TASK TO COMPLETE - Output each line of the data word for word, from the first through the line that holds "output: a Python", and leave off whatever follows.

(Stored data)
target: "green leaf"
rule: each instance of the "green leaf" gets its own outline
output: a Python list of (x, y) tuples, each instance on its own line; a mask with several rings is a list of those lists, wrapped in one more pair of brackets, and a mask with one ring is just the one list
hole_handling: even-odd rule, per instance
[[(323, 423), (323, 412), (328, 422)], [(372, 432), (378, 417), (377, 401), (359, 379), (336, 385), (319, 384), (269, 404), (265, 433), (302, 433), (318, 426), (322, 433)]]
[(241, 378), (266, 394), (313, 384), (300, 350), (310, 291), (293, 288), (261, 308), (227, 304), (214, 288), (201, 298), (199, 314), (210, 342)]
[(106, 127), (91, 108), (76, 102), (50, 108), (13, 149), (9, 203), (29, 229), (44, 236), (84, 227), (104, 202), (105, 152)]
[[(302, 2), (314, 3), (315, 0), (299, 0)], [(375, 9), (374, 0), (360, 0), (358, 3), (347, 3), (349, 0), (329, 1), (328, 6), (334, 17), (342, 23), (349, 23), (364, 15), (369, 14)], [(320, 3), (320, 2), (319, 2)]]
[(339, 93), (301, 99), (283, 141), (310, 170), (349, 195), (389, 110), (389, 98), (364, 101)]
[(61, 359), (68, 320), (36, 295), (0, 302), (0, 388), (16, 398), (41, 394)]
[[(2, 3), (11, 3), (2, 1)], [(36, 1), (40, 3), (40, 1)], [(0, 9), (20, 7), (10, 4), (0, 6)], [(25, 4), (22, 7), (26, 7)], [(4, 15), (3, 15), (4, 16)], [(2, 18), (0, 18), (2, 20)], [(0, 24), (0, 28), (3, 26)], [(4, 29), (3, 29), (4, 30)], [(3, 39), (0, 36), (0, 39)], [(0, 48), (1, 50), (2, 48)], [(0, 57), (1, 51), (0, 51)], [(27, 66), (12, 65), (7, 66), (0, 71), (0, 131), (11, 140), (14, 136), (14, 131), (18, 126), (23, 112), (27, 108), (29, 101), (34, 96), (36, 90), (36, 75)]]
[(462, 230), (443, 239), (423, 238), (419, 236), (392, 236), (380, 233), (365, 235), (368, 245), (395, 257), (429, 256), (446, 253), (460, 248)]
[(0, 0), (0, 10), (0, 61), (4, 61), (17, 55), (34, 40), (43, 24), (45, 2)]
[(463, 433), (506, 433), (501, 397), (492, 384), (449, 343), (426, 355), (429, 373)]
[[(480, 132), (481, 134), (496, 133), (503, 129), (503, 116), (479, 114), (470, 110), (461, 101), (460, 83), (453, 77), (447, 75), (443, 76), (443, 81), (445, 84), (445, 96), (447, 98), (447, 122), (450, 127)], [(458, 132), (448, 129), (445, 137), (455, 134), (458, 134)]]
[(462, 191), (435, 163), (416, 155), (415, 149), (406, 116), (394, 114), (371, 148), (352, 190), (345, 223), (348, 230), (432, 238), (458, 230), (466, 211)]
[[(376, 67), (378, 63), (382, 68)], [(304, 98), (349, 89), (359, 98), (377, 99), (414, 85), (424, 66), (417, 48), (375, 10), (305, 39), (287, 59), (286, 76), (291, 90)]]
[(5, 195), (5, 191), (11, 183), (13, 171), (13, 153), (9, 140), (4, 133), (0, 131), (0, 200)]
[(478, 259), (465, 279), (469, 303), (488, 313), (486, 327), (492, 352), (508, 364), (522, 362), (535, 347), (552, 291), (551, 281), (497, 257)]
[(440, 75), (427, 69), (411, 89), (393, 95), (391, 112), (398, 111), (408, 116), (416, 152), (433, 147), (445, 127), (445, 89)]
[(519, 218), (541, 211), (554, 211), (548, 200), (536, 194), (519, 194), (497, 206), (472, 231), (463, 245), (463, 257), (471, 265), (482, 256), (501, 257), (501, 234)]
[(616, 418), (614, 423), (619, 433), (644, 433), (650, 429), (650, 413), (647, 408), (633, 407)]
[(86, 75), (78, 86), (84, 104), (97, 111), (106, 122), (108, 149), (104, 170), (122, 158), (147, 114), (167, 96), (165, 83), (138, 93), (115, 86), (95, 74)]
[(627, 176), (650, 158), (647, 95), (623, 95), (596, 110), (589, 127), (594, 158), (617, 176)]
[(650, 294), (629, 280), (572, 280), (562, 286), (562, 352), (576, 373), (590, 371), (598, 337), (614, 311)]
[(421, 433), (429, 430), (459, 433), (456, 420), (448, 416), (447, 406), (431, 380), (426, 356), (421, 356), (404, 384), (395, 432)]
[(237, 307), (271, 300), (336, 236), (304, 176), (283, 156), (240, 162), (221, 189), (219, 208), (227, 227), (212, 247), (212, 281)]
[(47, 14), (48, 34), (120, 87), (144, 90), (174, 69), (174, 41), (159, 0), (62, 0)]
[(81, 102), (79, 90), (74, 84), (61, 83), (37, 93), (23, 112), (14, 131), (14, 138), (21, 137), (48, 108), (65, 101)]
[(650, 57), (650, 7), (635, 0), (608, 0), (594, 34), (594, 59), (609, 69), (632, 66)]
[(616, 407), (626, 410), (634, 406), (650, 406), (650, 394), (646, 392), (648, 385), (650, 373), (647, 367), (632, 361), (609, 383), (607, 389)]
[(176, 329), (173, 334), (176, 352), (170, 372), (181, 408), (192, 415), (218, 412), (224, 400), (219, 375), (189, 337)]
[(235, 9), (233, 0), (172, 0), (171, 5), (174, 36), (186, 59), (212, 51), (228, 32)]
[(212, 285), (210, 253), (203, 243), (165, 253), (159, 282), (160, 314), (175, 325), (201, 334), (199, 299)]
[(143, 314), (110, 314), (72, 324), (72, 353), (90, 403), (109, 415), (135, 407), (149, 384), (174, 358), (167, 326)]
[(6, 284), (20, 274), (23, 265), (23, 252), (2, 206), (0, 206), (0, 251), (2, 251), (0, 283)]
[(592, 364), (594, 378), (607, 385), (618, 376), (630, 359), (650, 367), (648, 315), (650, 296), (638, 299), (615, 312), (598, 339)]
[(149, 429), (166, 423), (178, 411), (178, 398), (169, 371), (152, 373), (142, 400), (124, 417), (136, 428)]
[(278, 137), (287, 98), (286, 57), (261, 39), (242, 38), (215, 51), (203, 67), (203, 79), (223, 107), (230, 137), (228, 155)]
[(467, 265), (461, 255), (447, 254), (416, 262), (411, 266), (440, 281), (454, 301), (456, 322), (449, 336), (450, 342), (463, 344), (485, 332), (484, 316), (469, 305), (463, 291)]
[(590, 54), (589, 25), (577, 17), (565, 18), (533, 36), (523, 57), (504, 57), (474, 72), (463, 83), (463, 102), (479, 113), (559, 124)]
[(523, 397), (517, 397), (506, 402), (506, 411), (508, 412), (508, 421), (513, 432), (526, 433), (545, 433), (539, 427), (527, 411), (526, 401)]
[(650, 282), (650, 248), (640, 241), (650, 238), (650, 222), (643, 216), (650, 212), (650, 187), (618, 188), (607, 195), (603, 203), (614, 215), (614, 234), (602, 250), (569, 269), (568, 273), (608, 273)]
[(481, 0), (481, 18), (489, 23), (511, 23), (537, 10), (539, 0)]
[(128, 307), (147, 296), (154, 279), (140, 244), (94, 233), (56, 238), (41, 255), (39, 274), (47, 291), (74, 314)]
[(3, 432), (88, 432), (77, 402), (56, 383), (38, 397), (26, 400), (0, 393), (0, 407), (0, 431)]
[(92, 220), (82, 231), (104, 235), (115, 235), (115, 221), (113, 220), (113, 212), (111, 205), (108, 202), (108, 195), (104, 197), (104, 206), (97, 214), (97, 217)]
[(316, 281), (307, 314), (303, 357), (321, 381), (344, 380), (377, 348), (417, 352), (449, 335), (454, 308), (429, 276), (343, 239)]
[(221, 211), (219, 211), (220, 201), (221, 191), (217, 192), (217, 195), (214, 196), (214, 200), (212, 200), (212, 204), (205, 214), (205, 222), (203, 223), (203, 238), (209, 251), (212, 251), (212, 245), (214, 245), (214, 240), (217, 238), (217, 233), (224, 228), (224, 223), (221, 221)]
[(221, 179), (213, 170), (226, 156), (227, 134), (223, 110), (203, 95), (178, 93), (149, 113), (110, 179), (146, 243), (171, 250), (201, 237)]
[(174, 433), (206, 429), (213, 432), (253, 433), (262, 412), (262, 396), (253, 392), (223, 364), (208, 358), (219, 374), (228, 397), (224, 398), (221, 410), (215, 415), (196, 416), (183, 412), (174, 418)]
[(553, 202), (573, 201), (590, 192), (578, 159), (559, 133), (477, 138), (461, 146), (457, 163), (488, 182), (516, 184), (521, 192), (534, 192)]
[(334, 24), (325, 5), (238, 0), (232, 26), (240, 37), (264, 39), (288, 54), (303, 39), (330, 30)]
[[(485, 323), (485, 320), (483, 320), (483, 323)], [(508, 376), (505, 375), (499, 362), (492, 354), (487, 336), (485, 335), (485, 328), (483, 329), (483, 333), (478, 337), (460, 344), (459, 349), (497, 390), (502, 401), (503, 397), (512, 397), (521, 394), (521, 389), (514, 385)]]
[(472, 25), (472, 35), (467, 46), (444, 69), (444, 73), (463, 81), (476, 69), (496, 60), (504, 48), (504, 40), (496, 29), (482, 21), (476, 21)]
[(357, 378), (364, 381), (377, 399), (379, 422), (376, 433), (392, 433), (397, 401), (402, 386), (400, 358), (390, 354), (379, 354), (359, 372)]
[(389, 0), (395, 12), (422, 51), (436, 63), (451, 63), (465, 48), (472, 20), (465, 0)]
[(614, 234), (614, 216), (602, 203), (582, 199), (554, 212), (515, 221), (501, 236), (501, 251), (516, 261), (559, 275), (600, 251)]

SOLUTION TO THIS PROBLEM -
target: "green leaf"
rule: each instance of the "green leaf" gets its own outline
output: a Python list of (x, y) tuples, each instance on its own line; a mask with several rings is a list of those lists, wrapped in one more pair of brackets, and a mask with one ring is just the one list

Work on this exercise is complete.